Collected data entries
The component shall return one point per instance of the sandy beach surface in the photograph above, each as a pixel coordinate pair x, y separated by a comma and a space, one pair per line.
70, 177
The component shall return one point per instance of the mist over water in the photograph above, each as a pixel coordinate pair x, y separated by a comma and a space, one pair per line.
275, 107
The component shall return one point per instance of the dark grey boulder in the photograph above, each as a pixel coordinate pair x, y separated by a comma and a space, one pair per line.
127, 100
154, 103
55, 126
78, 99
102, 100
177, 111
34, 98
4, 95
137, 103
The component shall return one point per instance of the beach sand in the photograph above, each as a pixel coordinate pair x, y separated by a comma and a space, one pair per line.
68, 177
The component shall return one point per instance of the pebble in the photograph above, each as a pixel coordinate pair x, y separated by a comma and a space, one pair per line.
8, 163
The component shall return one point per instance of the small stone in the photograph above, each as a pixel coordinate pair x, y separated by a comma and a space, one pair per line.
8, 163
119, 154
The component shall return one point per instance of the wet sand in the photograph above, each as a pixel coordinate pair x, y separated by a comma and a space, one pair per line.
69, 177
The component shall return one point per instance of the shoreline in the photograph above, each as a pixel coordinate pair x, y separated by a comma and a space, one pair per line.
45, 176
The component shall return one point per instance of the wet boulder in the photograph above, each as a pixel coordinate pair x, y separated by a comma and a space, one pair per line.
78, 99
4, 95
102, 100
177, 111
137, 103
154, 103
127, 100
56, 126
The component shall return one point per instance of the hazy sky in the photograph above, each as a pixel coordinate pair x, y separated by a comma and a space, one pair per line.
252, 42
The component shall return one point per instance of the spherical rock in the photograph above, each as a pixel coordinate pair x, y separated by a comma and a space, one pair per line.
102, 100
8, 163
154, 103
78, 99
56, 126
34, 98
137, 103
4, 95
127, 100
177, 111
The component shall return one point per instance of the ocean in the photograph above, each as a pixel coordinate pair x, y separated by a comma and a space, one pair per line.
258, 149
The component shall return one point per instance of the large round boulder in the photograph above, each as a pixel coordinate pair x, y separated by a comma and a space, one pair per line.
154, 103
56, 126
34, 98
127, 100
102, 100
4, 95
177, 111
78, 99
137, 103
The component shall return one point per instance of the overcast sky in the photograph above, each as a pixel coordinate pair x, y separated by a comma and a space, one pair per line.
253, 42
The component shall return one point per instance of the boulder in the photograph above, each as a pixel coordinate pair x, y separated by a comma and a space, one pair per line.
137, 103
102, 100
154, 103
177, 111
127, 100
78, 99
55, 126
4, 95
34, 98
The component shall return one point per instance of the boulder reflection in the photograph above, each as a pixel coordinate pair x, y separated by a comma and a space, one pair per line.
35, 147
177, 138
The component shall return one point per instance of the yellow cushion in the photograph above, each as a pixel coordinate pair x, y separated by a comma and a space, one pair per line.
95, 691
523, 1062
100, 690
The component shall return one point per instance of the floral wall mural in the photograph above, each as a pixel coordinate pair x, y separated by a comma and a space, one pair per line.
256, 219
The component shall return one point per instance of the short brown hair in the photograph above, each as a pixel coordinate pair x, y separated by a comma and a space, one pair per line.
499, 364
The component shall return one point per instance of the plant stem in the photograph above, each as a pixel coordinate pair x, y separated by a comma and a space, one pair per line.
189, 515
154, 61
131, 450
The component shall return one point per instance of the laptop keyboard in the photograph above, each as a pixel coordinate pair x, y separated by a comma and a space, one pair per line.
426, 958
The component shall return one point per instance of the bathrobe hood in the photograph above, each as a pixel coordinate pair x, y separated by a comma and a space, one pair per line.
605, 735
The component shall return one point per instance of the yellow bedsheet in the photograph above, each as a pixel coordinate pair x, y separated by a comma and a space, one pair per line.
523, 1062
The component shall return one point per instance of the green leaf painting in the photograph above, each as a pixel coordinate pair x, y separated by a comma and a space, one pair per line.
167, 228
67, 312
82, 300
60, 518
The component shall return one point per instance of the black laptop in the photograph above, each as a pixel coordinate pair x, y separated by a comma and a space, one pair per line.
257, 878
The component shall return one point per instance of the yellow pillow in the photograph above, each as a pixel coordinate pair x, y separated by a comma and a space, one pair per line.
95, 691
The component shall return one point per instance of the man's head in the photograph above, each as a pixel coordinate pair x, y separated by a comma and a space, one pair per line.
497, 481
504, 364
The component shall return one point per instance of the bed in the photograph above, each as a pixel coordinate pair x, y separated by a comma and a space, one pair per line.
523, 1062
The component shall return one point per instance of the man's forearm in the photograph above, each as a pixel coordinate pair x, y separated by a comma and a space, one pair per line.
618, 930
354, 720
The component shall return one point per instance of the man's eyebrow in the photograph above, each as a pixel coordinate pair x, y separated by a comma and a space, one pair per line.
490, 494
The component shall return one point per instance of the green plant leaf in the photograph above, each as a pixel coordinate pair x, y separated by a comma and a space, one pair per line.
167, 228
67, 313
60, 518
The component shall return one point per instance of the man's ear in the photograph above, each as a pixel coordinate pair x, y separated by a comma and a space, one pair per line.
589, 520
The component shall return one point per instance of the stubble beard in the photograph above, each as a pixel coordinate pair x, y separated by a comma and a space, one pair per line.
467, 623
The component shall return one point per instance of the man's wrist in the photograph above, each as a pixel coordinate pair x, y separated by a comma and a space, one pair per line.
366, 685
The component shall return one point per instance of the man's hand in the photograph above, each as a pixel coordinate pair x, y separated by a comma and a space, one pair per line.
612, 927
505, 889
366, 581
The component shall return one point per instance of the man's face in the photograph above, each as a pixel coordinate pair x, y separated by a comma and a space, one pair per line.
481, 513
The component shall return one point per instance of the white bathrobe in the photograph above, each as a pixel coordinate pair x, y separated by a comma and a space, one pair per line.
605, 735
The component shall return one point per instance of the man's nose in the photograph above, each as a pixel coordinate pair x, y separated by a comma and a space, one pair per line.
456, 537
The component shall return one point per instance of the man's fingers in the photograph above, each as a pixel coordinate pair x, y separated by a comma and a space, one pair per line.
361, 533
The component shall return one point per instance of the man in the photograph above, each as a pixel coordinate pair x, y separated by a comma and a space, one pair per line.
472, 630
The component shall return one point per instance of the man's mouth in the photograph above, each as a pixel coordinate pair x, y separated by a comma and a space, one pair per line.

--

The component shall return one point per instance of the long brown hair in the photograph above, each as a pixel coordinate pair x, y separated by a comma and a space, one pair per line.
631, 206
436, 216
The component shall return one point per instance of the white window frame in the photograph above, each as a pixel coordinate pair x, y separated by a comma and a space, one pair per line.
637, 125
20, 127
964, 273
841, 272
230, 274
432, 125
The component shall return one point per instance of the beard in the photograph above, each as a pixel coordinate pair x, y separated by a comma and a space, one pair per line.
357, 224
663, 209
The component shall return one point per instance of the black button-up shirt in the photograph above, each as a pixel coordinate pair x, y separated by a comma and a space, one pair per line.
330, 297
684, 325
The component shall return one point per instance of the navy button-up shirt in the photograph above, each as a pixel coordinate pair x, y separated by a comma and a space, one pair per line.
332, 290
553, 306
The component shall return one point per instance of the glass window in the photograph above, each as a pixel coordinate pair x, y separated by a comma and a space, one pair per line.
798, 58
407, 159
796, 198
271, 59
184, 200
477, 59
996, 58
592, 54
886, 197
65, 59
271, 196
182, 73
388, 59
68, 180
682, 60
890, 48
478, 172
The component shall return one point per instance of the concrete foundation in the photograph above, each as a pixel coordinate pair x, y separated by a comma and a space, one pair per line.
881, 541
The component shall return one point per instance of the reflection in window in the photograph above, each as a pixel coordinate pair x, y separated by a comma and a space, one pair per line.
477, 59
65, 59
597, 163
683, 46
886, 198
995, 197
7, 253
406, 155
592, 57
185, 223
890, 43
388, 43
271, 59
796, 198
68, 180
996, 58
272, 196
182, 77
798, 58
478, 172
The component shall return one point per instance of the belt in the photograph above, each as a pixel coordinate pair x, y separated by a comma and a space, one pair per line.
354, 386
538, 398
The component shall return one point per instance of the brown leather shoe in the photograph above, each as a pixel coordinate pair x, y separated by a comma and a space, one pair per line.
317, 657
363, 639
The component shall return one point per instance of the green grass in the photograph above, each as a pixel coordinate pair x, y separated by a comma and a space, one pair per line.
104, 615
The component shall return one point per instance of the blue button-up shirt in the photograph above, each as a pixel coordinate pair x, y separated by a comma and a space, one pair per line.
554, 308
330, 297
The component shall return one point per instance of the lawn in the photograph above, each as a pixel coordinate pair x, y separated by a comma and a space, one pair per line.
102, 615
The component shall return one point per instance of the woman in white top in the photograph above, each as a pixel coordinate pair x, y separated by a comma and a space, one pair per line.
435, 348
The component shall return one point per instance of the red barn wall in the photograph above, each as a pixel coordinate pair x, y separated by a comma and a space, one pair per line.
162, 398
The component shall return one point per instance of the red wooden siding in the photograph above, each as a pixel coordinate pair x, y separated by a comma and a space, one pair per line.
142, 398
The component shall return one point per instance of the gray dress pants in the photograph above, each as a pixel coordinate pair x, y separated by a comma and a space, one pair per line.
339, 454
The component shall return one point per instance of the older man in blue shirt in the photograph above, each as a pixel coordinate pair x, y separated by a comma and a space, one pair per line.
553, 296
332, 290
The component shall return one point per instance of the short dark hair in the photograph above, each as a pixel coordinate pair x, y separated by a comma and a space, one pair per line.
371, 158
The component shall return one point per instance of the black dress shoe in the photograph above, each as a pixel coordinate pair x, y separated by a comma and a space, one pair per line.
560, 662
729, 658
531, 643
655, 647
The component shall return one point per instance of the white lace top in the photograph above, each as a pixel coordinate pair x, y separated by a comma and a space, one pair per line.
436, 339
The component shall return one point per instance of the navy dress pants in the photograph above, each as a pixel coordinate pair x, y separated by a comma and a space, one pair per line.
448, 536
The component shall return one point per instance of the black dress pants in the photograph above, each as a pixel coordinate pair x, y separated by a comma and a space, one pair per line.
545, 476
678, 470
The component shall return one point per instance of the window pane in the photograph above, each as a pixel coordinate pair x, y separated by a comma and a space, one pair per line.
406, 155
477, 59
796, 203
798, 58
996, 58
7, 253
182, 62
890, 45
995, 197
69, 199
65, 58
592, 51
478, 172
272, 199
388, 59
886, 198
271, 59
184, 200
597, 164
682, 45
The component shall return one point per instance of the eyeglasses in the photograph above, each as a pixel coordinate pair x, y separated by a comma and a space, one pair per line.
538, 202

What is being asked » Count the lines in the items above that contain the word "white". Reply with the number only.

Response below » 4